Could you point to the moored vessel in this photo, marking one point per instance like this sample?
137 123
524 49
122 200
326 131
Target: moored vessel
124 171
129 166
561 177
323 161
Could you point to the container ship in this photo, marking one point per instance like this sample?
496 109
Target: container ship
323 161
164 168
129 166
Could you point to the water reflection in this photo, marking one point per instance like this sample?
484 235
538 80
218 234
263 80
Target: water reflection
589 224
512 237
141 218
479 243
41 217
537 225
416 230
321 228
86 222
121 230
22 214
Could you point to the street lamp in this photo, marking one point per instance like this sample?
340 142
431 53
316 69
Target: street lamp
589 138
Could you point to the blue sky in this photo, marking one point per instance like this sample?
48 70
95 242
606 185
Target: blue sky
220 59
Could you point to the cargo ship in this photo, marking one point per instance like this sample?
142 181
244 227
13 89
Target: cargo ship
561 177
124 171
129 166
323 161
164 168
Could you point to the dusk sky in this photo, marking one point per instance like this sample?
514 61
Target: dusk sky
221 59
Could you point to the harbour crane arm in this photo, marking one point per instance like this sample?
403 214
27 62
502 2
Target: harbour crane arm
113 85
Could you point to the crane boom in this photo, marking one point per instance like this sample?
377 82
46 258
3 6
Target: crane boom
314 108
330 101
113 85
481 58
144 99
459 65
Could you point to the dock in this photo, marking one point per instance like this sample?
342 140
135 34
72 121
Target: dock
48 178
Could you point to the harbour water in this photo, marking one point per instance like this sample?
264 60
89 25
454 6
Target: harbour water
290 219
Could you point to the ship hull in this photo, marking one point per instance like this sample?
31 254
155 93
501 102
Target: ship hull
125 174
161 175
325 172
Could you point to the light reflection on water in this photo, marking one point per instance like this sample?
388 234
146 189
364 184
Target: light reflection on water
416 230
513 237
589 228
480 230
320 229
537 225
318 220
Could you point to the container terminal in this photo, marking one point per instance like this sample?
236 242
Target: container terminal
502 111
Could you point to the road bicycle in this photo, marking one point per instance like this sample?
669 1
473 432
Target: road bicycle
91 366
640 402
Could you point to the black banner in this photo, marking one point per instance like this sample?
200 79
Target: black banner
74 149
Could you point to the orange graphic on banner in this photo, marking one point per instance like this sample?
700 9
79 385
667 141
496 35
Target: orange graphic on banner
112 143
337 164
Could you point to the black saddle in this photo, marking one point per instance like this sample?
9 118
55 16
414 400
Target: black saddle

*Problem to solve:* Change "black saddle" to "brown saddle" in the stretch from the line containing "Could you point to the orange" through the end of the items, and write out that stretch again with nothing else altered.

*Task output:*
Could you point to the orange graphic on banner in this photo, marking one point per instance like this sample?
700 9
79 385
667 141
496 35
Target: orange graphic on banner
112 143
337 164
Could you point to the brown saddle in this photo, marking one point per instance like this sample?
9 118
55 16
414 400
Target: brown saddle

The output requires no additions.